(EXERCISE REQUIREMENTS)
Copy the data below word for word, omitting the pictures.

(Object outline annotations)
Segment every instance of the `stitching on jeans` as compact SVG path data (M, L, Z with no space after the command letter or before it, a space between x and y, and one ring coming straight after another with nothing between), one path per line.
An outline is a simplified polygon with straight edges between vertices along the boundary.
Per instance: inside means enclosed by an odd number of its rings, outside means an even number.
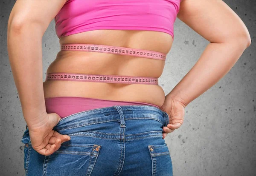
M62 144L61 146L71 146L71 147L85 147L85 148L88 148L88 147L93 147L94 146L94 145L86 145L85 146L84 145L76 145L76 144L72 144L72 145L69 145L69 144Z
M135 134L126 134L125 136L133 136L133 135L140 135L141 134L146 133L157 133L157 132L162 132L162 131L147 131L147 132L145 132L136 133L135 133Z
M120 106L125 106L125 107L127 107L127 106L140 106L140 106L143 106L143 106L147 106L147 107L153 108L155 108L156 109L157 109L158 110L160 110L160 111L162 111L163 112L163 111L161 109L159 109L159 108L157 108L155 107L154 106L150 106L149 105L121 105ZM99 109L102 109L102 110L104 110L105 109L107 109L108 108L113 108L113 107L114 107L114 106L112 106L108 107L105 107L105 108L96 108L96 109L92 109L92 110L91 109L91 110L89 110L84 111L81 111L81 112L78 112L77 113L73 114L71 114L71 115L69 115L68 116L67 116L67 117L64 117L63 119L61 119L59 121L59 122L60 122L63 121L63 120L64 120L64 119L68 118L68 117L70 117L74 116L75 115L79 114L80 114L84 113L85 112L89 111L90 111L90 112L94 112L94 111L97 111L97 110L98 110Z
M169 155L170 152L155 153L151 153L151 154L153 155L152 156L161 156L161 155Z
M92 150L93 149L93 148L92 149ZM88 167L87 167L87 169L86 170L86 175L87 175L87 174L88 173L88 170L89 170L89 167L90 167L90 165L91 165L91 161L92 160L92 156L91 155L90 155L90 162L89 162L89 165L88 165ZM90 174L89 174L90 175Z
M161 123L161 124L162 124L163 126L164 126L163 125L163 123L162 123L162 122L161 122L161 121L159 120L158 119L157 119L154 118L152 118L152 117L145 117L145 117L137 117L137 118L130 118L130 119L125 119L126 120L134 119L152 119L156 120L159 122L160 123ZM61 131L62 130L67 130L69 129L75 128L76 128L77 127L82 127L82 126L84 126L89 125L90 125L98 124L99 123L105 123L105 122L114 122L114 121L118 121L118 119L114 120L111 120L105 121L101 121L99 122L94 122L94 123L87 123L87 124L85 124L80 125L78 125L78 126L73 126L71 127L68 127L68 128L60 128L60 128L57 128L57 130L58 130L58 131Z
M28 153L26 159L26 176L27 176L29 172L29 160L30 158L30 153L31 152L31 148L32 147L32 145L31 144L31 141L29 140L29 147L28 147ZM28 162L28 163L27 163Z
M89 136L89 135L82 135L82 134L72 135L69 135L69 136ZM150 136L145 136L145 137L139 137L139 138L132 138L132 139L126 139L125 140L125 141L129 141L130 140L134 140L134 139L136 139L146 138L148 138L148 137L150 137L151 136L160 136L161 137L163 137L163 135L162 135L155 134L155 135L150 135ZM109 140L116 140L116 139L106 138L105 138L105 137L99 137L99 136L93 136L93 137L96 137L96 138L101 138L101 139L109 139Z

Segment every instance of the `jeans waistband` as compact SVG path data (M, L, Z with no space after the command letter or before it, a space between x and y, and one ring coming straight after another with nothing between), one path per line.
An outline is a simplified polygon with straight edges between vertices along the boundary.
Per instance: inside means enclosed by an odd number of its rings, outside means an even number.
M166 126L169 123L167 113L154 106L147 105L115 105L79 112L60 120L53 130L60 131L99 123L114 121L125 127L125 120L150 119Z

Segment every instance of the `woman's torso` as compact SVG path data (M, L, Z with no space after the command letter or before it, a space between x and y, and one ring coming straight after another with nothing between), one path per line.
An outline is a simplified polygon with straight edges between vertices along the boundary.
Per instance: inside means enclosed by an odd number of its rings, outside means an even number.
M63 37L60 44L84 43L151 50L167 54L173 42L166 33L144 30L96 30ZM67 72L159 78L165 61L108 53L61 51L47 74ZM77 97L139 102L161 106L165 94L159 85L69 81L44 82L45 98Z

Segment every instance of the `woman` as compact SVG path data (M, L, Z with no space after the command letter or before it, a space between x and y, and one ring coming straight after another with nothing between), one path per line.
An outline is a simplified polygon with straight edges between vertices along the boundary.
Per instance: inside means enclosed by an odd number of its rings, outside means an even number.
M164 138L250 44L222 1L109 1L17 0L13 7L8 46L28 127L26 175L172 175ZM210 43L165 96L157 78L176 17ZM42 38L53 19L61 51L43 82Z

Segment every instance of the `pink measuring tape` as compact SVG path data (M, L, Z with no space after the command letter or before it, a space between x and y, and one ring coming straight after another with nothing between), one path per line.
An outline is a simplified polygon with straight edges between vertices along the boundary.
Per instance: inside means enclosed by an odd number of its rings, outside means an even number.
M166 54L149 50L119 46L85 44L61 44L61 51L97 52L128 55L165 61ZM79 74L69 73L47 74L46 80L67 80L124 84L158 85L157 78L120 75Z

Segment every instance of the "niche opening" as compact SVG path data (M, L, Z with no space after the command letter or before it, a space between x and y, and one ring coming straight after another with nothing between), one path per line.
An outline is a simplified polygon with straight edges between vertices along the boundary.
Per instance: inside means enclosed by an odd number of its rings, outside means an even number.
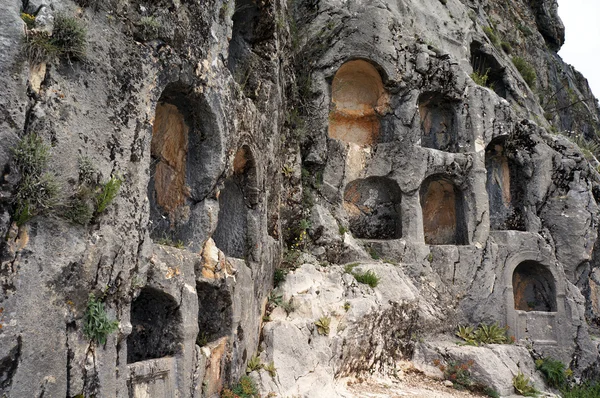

(RESPONSE)
Segment every instance of the `stitching on jeans` as compact SVG path data (M, L, Z with no space after the command letter or before it, a space between x and y, and one ring coming straight after another with nothing between), one path per line.
An outline is a simplified polygon with straight edges between vertices along the boundary.
Per instance: inside means enclosed by an odd number of its rings, outside means an even number.
M62 144L61 146L71 146L71 147L85 147L85 148L88 148L88 147L93 147L94 146L94 145L86 145L85 146L84 145L76 145L76 144L72 144L72 145L69 145L69 144Z
M135 134L126 134L125 136L133 136L133 135L140 135L141 134L146 133L157 133L157 132L162 132L162 131L147 131L147 132L145 132L136 133L135 133Z
M120 106L125 106L125 107L127 107L127 106L140 106L140 106L143 106L143 106L147 106L147 107L153 108L155 108L156 109L157 109L158 110L160 110L160 111L162 111L163 112L163 111L161 109L159 109L159 108L157 108L155 107L154 106L150 106L149 105L121 105ZM99 109L102 109L102 110L104 110L105 109L107 109L108 108L113 108L113 107L114 107L114 106L112 106L108 107L105 107L105 108L96 108L96 109L92 109L92 110L91 109L91 110L89 110L84 111L81 111L81 112L78 112L77 113L73 114L71 114L71 115L69 115L68 116L67 116L67 117L64 117L63 119L61 119L59 121L59 122L60 122L63 121L63 120L64 120L64 119L68 118L68 117L70 117L74 116L75 115L79 114L80 114L84 113L85 112L89 111L90 111L90 112L94 112L94 111L97 111L97 110L98 110Z
M169 155L170 152L155 153L151 153L151 154L153 155L152 156L161 156L161 155Z
M92 150L93 149L93 148L92 149ZM88 167L87 167L87 169L86 170L86 175L87 175L87 174L88 173L88 170L89 170L89 167L90 167L90 165L91 165L91 161L92 160L92 156L91 155L90 155L90 162L89 162L89 165L88 165ZM90 174L89 174L90 175Z
M161 123L161 124L162 124L163 126L164 126L163 125L163 123L162 123L162 122L161 122L161 121L159 120L158 119L157 119L154 118L152 118L152 117L145 117L145 117L137 117L137 118L130 118L130 119L125 119L126 120L134 119L152 119L156 120L159 122L160 123ZM61 131L62 130L67 130L69 129L75 128L76 128L77 127L82 127L82 126L84 126L89 125L90 125L98 124L99 123L105 123L105 122L114 122L114 121L118 121L118 119L114 120L111 120L105 121L101 121L99 122L94 122L94 123L87 123L87 124L85 124L80 125L78 125L78 126L73 126L71 127L68 127L68 128L60 128L60 128L57 128L57 130L58 130L58 131Z
M28 153L26 159L26 176L27 176L29 172L29 160L30 158L30 153L31 152L31 148L32 147L32 145L31 144L31 141L29 140L29 147L28 147ZM28 162L28 163L27 163Z
M89 136L89 135L82 135L82 134L72 135L69 135L69 136ZM150 136L145 136L145 137L139 137L139 138L132 138L132 139L126 139L125 140L125 141L129 141L130 140L134 140L134 139L136 139L146 138L148 138L148 137L150 137L151 136L160 136L161 137L163 137L163 135L162 135L155 134L155 135L150 135ZM109 140L116 140L116 139L106 138L105 138L105 137L99 137L99 136L93 136L93 137L96 137L96 138L101 138L101 139L109 139Z

Segment every instance of the `jeans waistband` as compact SVG path data (M, L, Z with no space after the command letter or before it, a space between x and y, and one ring coming straight after another with nothing between), one path per line.
An outline is a simplified polygon with straight edges between vertices along the boundary.
Per instance: inside means enclosed by an odd number of its rings, outside means an even number.
M166 126L169 123L167 113L154 106L147 105L115 105L79 112L60 120L53 130L60 131L99 123L114 121L125 127L125 120L150 119Z

Segment every instance of the `woman's torso` as compact SVG path data (M, L, Z with no space after the command letter or before it, a space between x and y, and one ring coming straight after another with nothing between), one path per line.
An outline is a simplified polygon with straight edges between vertices along the boundary.
Per instance: inside means enclosed by an odd number of its rings, outside means an even number.
M63 37L60 44L84 43L151 50L167 54L173 42L166 33L144 30L96 30ZM67 72L159 78L165 61L108 53L61 51L47 74ZM77 97L139 102L161 106L165 94L159 85L69 81L44 82L45 98Z

Segment every instance of the `woman` as compact SVG path data (M, L, Z with no space after the command letter or before it, a space between x and y, and one ring coming straight after another with nothing between), one path per line.
An outline is a simplified polygon with straight edges between vertices along the boundary.
Per instance: inside means enclosed by an odd number of its rings, outside means an even number.
M164 138L250 44L222 1L109 1L17 0L13 7L8 46L28 127L26 175L172 175ZM210 43L165 96L157 78L176 17ZM42 38L53 19L61 51L43 82Z

Segment every instance of the `pink measuring tape` as compact SVG path data (M, L, Z with no space after the command letter or before it, a space between x and y, and one ring coming straight after another with nothing between), one path per line.
An outline is a simplified polygon with straight edges between vertices along the boundary.
Per instance: inside means enclosed by an odd number of its rings, outside means an even number.
M166 54L149 50L119 46L85 44L61 44L61 51L97 52L128 55L165 61ZM79 74L69 73L47 74L46 80L67 80L124 84L158 85L157 78L120 75Z

Segment every instance of the "niche opening" as compact SVG path data (M, L, Z with no space after the command letter or before it, a space between x and y, and one ring coming straight after another with nothing between), one path per line.
An outline is a simplified polygon with straight edges between vertices along the boundary.
Per instance: inside means enclosed by an odd number of its rings, outside means an even number.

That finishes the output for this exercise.